[[ DATA SUPPLIED open ]]

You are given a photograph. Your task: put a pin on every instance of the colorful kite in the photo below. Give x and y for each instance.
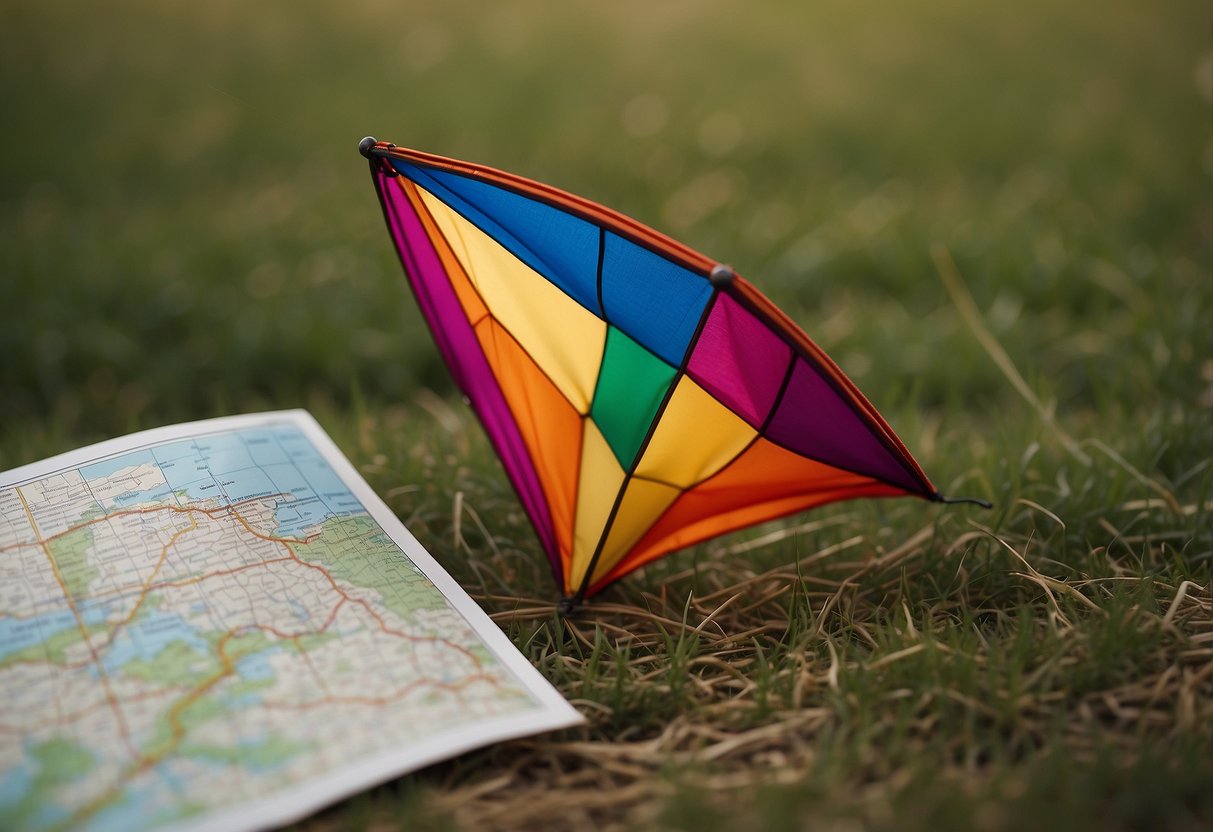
(641, 395)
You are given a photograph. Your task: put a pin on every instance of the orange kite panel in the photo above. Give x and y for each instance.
(763, 483)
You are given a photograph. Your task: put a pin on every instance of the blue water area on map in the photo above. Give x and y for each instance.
(147, 636)
(17, 634)
(107, 467)
(237, 466)
(15, 784)
(157, 494)
(138, 809)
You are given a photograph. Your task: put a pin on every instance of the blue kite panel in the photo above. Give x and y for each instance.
(558, 245)
(656, 302)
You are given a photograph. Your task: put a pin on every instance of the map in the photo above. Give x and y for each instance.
(220, 626)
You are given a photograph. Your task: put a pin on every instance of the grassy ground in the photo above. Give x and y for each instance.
(997, 218)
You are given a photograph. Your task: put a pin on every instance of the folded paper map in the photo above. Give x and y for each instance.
(218, 626)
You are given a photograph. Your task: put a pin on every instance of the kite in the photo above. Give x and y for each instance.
(641, 397)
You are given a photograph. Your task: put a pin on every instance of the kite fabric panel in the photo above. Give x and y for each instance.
(641, 395)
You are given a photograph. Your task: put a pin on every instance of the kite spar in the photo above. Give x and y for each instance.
(641, 397)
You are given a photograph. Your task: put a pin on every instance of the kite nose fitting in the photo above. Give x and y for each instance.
(721, 275)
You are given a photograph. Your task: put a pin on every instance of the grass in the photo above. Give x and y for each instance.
(186, 231)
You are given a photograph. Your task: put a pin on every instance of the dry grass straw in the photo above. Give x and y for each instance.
(732, 736)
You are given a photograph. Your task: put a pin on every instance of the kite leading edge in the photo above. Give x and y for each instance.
(641, 395)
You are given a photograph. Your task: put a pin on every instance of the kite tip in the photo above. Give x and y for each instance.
(954, 501)
(721, 275)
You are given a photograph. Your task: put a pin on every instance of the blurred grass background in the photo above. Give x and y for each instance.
(187, 229)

[[ DATA SUPPLIED closed ]]

WORK ITEM: Exactly as they stand, retype all the entries, but omit the pictures.

SOLUTION TO THIS PROBLEM:
You are given a photograph. Your task: put a pin on every instance of the colorful kite in the photo below. Give x and y for each instance.
(641, 395)
You are given a photograph. Your task: put a pin on every instance of the orange kite panel in the photo above. Give x and y for each instance.
(763, 483)
You are given a photograph. Your task: put a pin on every instance of the blue water area on map in the photo above. Give x and y for each instance.
(147, 636)
(17, 634)
(107, 467)
(237, 466)
(15, 784)
(157, 494)
(138, 809)
You are given a photograph. Your task: put a pin on every instance of the blue kite panel in the photo above. Give x and y for each instance.
(558, 245)
(656, 302)
You are given a photograph. Your task: put a pin on every instance of the map in the photo above. Give x and y for each instance.
(220, 626)
You are given a photograph. Your task: put a pin on every instance of the grassy ground in the photo above. Give x and y for each instance.
(997, 218)
You are given a photograph. Your task: put a pin on every instance of the folded paper map in the photo above. Give x and y for each instance.
(218, 626)
You are given a photograph. Your task: put a pin on every instance of the kite in the photo above. Give x and y for each instance.
(641, 397)
You are given a photograph. Your task: put a pin on every instance of the kite fabric panel in the photo above. Give x and y for each instance.
(641, 395)
You are given a photograph. Your task: put a pin on every instance of the kite spar in the photo above. Give x and y for each instance.
(641, 397)
You are given a photograph. Your task: put a pin on every instance of the kite nose fitting in the photo above. Give x and y for each instance.
(721, 275)
You are given a photograph. Your task: put a pin on every instance of the grass in the photo above. Give x and y for each instance.
(186, 231)
You are given a photograph. Your task: put a pin on every instance of the dry grass straw in the photo above. Give x and y for each instance.
(732, 736)
You are given a photograph. Your task: put a pin on every instance of the kite leading edge in the photo above. Give x and y for each instance.
(641, 395)
You are given a photograph. Your task: put a pin on every instance of the kite tip in the photo above. Give x and y for each instance.
(954, 501)
(721, 275)
You are given a photograph. Your task: put a pin on every instance of the blurred grass background in the photo above. Give x and y for each instance.
(187, 229)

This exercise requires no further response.